====== Selected excerpt ======

ART: ART was performed using a unimanual or bimanual technique and a single- or dual-fiber endoillumination system. A 2 disc-diameter area of the retina was circumscribed by endolaser barricade; endodiathermy was applied to blood vessels at the edges of the so delimitated area. A localized retinal detachment by subretinal fluid injection could be induced before harvesting the graft by end-grasping forceps and curved or vertical scissors. Eighty percent of grafts were taken from the superior mid-periphery except in two patients with associated rhegmatogenous retinal detachment, in whom the retinal patch was obtained directly from the edge of a leaking tear. The retinal free flap was transferred to the recipient site to cover or fill the FTMH [15, 22].
hAM plug: The plug was shaped from the donor tissue and inserted into the vitreous cavity through a valveless trocar or by temporary removal of the trocar. The hAM was positioned inside the hole, preferably with the basal membrane facing upward and the chorion oriented toward the retinal pigment epithelium (RPE).
The rate of “covered” or “filled” cases, substances used to stabilize the plug, final tamponade, and duration of face positioning were recorded for all techniques.
Examinations
The primary outcomes were anatomical NO-ILM FTMH closure and best-corrected visual acuity (BCVA) at the end of the 12-month follow-up period. BCVA was measured in logMAR units using the Early Treatment of Diabetic Retinopathy Study (ETDRS) chart. The secondary outcomes analyzed BCVA trend, and the possible statistical correlation between primary outcomes and: a) imaging findings (e.g., minimum and basal diameter of NO-ILM FTMH; b) some preoperative and intraoperative variables, such as demographics, axial length, hole type (i.e., first attempt or true refractory), probable causative pathology, number of previous repairs (0 for first attempt surgeries), medium under which the plug was positioned, final tamponade, duration of postoperative head positioning.
On the images surgeons recorded preoperative diameters (μm), presence/absence of cystoid edema or of detachment in the hole edges, atrophy or severe thinning of the interdigitation zone (IZ) at hole base; postoperative FTMH closure (i.e., type 1 of Kang’s classification) [23], and restoration of the external limiting membrane (ELM) (continuous, partial, or absent). Cases with uncertain classification were independently reviewed by two authors (UL and PM).
Statistical analysis
Means and standard deviations were reported for continuous variables with a normal distribution, whereas medians with interquartile ranges were reported for continuous variables with a non-normal distribution. Linear regression models were used to test correlations. All the collected variables were assessed for potential correlations with the primary outcomes and included in the multivariate analysis. It has to be noted that, by default, most of the regression models require that all the database entries are fulfilled to work; that is, they exclude the cases with missing covariates. Between- and within-group analyses were performed using repeated-measures analysis of variance. Post hoc contrast analysis was performed using Fisher’s least significant difference test (95% family-wise confidence level). Analyses were performed using linear regression models in the R Cran environment (https://cran.r-project.org/ ver. 3.4.0) and p-values < 0.05 were considered statistically significant [24].

======

# [Problem statement]
Write out the portion of the methods excerpt between "ART: ART was" and "FTMH [15, 22].", inclusive.

====== Data excerpts ======

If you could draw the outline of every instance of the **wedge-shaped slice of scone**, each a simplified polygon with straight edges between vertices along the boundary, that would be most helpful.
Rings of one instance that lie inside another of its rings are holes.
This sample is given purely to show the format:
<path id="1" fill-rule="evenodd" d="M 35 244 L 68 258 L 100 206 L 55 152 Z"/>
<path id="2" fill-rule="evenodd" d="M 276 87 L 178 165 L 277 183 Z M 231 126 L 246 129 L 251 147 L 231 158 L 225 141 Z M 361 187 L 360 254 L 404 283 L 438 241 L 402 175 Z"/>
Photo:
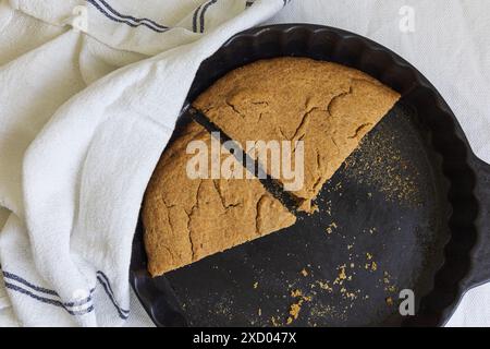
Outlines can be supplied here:
<path id="1" fill-rule="evenodd" d="M 191 179 L 187 144 L 210 133 L 191 122 L 163 153 L 147 188 L 143 222 L 152 276 L 293 225 L 296 220 L 258 179 Z M 223 158 L 234 158 L 228 153 Z M 233 166 L 242 167 L 236 160 Z M 243 169 L 243 168 L 242 168 Z"/>
<path id="2" fill-rule="evenodd" d="M 304 141 L 304 182 L 293 194 L 308 210 L 322 184 L 399 98 L 360 71 L 306 58 L 278 58 L 230 72 L 194 106 L 245 151 L 250 140 L 292 141 L 293 149 L 294 141 Z M 257 154 L 249 155 L 257 158 Z M 296 157 L 291 158 L 295 165 Z M 271 157 L 261 165 L 274 173 Z M 278 180 L 292 181 L 282 172 Z"/>

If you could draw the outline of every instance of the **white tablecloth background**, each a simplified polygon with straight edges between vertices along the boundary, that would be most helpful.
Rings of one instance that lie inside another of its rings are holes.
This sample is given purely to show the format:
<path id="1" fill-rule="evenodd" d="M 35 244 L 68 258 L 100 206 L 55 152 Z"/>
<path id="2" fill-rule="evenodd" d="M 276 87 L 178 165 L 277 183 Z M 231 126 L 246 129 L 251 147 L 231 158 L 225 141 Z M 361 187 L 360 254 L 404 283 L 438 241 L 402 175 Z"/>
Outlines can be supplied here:
<path id="1" fill-rule="evenodd" d="M 403 5 L 415 32 L 400 31 Z M 490 163 L 490 0 L 293 0 L 270 23 L 315 23 L 369 37 L 394 50 L 439 89 L 475 153 Z M 132 324 L 148 325 L 144 312 Z M 448 326 L 490 326 L 490 284 L 466 293 Z"/>
<path id="2" fill-rule="evenodd" d="M 403 5 L 415 11 L 414 33 L 399 28 Z M 270 21 L 287 22 L 344 28 L 400 53 L 436 85 L 490 163 L 490 0 L 293 0 Z M 131 309 L 128 326 L 152 326 L 134 294 Z M 490 284 L 467 292 L 448 325 L 490 326 Z"/>

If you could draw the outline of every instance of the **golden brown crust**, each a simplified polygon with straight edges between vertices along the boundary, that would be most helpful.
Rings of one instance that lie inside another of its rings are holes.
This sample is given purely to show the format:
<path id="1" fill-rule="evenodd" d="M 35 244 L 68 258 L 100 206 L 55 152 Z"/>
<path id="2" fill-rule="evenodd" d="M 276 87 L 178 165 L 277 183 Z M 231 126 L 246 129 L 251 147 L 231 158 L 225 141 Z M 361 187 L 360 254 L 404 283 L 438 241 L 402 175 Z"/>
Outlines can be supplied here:
<path id="1" fill-rule="evenodd" d="M 210 134 L 191 122 L 163 153 L 146 191 L 144 240 L 152 276 L 296 220 L 257 179 L 189 179 L 186 147 L 198 140 L 210 145 Z"/>
<path id="2" fill-rule="evenodd" d="M 243 145 L 250 140 L 303 140 L 305 182 L 293 193 L 307 208 L 399 98 L 354 69 L 307 58 L 277 58 L 230 72 L 194 105 Z M 270 161 L 267 169 L 271 173 Z"/>
<path id="3" fill-rule="evenodd" d="M 399 98 L 359 71 L 279 58 L 232 71 L 194 105 L 243 145 L 258 140 L 304 141 L 305 182 L 294 194 L 303 201 L 302 209 L 309 210 L 323 183 Z M 296 219 L 257 179 L 189 179 L 185 170 L 192 155 L 186 147 L 196 140 L 209 145 L 210 134 L 191 122 L 163 153 L 145 195 L 144 239 L 152 276 Z M 267 170 L 270 173 L 269 166 Z"/>

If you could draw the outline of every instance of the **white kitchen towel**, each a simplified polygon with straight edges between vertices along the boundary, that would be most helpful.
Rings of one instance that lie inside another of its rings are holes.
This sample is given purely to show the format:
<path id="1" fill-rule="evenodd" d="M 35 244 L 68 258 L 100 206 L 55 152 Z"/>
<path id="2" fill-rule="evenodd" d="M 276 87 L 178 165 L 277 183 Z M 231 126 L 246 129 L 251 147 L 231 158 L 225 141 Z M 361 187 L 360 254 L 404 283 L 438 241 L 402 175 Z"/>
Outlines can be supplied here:
<path id="1" fill-rule="evenodd" d="M 287 2 L 0 2 L 0 263 L 21 325 L 124 323 L 143 193 L 195 72 Z"/>

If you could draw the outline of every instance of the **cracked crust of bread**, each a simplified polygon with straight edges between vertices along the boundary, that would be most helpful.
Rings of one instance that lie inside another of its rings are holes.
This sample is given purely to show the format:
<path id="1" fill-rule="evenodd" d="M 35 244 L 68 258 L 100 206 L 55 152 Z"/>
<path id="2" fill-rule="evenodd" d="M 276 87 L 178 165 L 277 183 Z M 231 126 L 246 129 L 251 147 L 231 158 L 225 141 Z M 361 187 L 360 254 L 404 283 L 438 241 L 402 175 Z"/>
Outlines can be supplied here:
<path id="1" fill-rule="evenodd" d="M 305 182 L 293 194 L 303 202 L 301 209 L 309 210 L 323 183 L 399 98 L 354 69 L 307 58 L 277 58 L 230 72 L 194 106 L 242 144 L 304 141 Z M 271 173 L 270 160 L 267 171 Z"/>
<path id="2" fill-rule="evenodd" d="M 257 179 L 189 179 L 186 164 L 193 155 L 186 154 L 186 147 L 191 141 L 210 146 L 210 134 L 191 122 L 163 153 L 145 194 L 144 241 L 152 276 L 296 220 Z"/>

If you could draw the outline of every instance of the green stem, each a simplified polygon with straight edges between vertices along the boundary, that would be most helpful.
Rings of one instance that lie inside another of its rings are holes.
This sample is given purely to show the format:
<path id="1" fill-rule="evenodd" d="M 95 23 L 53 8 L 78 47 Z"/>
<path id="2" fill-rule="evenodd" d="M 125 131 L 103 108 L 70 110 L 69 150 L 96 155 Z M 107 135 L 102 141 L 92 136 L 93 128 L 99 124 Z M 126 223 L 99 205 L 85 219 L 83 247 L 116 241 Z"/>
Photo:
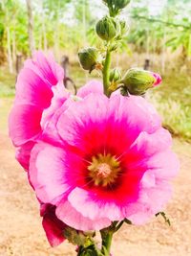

======

# [Your solution]
ART: ART was performed using a unimanual or bimanual technique and a single- or dual-fiber endoillumination system. A 2 disc-diameter area of the retina was circumscribed by endolaser barricade; endodiathermy was applied to blood vessels at the edges of the so delimitated area. A localized retinal detachment by subretinal fluid injection could be induced before harvesting the graft by end-grasping forceps and curved or vertical scissors. Eighty percent of grafts were taken from the superior mid-periphery except in two patients with associated rhegmatogenous retinal detachment, in whom the retinal patch was obtained directly from the edge of a leaking tear. The retinal free flap was transferred to the recipient site to cover or fill the FTMH [15, 22].